Each of the lines below must be written out exactly as shown.

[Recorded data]
::::::::
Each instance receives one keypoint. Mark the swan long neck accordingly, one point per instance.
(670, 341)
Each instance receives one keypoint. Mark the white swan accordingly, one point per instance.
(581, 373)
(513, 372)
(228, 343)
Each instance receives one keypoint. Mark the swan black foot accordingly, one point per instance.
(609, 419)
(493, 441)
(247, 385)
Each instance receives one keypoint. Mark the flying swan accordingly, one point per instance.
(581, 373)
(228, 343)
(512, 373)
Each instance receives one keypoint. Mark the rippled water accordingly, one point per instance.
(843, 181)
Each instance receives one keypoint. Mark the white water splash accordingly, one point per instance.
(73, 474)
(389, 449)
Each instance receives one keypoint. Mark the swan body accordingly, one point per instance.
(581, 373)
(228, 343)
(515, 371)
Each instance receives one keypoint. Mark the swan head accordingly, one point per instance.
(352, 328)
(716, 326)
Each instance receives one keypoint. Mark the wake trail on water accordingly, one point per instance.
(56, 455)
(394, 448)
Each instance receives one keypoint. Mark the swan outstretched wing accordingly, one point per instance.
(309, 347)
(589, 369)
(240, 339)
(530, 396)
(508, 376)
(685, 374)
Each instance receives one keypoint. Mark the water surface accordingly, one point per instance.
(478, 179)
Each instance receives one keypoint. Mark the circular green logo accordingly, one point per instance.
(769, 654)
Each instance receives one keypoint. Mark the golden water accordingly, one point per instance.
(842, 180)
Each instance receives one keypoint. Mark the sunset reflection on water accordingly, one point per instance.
::::::::
◆ **Completed exercise**:
Each instance receives one keypoint. Mark the swan long neck accordingly, one point per instance.
(670, 341)
Each instance receives one keypoint. Mark the white swan accordingly, one point per instance.
(581, 373)
(513, 372)
(228, 343)
Each instance receives one keypoint. Mark the swan black foot accordingly, one point per instance.
(609, 419)
(493, 441)
(247, 385)
Each instance receives one keypoint. Mark the flying swan accordingly, one point per instance.
(581, 373)
(228, 343)
(512, 373)
Each instance receives one keypoint. Mark the rippled water accordingly, one point per instance.
(843, 181)
Each instance receives one keypoint. Mark the white water splash accordingly, one point per instance.
(73, 474)
(389, 449)
Each instance receives one keypoint. Mark the swan body accordingly, one point per instance.
(581, 373)
(228, 343)
(515, 371)
Each instance receives one keypoint. Mark the swan head accordingly, one point per instance.
(352, 328)
(716, 326)
Each instance receives one keypoint. Mark the wake trail on water accordingly, one point per instance.
(56, 455)
(394, 448)
Each instance receives one keypoint. Mark the swan outstretched wing accordingly, one point per instance.
(309, 347)
(589, 369)
(240, 339)
(530, 396)
(508, 376)
(685, 374)
Each instance receives one keypoint. Mark the water surface accordingly, one point per instance.
(478, 179)
Each instance receives one keypoint. Mark the circular green logo accordingly, one point per instance.
(769, 654)
Each instance receives one keypoint. Mark the golden water accordingly, one point per instance.
(842, 180)
Each instance receives one keypoint. Mark the sunset reflection on water accordingly, one point per instance.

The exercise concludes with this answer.